_Page_:
——————
This article offers some key digital adoption model distinctions and practical tips and also illustrates how business simulation can be used to significantly improve the effectiveness of digital adoption programs.

Whether it be colleagues, consumers or citizens, being able to effectively employ digital technologies to encourage communities to adopt that which you are promoting is one of the most critical success factors underpinning internal and external behavior change programs.

Digital Adoption Is A Critical Business/Organizational Activity

“Adoption” by users or consumers turns out to be at the core of many, otherwise seemingly unrelated, business endeavors such as:

  • Newmarket entry
  • New product launch
  • New venture or start-up business
  • Business strategy scenarios
  • Customer service programs
  • Major internal change programs
  • Marketing programs
  • Process/practice improvement programs
  • Public health Campaigns

Adoption And Adoption Models

So what do we mean by “adoption”?
——————
_Provided information_:

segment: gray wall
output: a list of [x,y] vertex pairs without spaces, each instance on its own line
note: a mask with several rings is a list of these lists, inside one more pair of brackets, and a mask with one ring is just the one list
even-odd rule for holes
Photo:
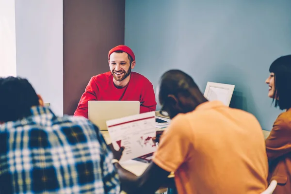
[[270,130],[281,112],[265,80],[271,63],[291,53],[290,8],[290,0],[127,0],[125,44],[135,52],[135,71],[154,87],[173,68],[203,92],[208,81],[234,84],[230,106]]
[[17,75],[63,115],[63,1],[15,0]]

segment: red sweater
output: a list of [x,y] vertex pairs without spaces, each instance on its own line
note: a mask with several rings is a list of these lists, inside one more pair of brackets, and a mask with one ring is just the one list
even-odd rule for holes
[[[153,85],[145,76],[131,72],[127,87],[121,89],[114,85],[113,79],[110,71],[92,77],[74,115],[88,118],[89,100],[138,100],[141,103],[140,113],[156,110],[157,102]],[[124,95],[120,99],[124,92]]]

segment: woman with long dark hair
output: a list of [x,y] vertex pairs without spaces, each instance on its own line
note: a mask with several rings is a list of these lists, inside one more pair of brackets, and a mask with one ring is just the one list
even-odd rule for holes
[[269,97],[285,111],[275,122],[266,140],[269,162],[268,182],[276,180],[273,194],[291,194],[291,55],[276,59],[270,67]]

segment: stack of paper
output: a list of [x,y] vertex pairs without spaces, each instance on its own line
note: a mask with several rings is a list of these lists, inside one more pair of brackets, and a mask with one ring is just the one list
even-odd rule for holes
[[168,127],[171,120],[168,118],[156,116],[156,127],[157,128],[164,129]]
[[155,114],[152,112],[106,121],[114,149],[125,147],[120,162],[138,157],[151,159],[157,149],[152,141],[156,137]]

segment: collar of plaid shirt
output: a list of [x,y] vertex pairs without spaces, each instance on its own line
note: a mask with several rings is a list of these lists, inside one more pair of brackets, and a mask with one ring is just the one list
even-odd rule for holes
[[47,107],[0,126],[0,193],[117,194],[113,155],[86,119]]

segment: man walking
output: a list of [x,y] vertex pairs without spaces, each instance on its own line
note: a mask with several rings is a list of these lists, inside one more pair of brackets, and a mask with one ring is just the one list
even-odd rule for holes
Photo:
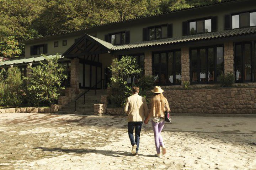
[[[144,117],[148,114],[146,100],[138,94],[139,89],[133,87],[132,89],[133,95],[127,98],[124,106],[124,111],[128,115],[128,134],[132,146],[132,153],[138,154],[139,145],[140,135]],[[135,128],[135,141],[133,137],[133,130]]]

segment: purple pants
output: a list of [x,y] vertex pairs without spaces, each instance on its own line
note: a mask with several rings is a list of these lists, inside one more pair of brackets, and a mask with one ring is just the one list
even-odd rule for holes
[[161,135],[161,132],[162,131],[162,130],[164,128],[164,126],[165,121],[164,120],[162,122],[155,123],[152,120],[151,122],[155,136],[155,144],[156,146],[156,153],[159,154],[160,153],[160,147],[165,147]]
——————
_Tasks_:
[1] Can you duplicate the passage of the digital adoption article starting at "This article offers" and ending at "behavior change programs."?
[2] Could you write the next part of the digital adoption article, picking up right after its final sentence?
The material has no connection to the digital adoption article.

_Results for the exercise_:
[1]
This article offers some key digital adoption model distinctions and practical tips and also illustrates how business simulation can be used to significantly improve the effectiveness of digital adoption programs.

Whether it be colleagues, consumers or citizens, being able to effectively employ digital technologies to encourage communities to adopt that which you are promoting is one of the most critical success factors underpinning internal and external behavior change programs.

[2]
My definition of Adoption is “taking on-board and making habitual use of products or practices which may be new or may replace previous products or practices.”

A key concept to help us lead adoption is the “Adoption Model“ which tries to make explicit the intermediate stages an adopter can go through from initially becoming aware right up to the point of becoming a habitual user.

Adoption Models tend to have the following characteristics:

  • They act as Pipelines or Funnels or Ladders from the lower levels of adoption to the higher levels
  • The objective is usually to move UP the Ladder but it is also possible to move DOWN and/or to jump off the ladder altogether (Natural Decay, Dissatisfaction and Rejection). A good example of a planned reverse adoption model is giving up smoking or reducing alcohol consumption.
  • Numbers normally reduce as you move up the ladder and this reduction is according to “Conversion Ratios” from each lower level to the next higher level
  • Each level on the ladder may have specific properties such as the volume of products purchased or chocolate consumed at that level.

Common Adoption Models

Scenario 1: The Customer Loyalty Ladder

For example:

  • Loyal Customers
  • Regular Customers
  • Occasional Customers
  • New Customers
  • Target Customers

Loyal Customers typically have larger average consumption, satisfaction, and loyalty than Regular Customers who in turn are higher than Occasional Customers, etc. Target Customers might also be split into Non-Category (not using the product) or Category (using a competitor’s product).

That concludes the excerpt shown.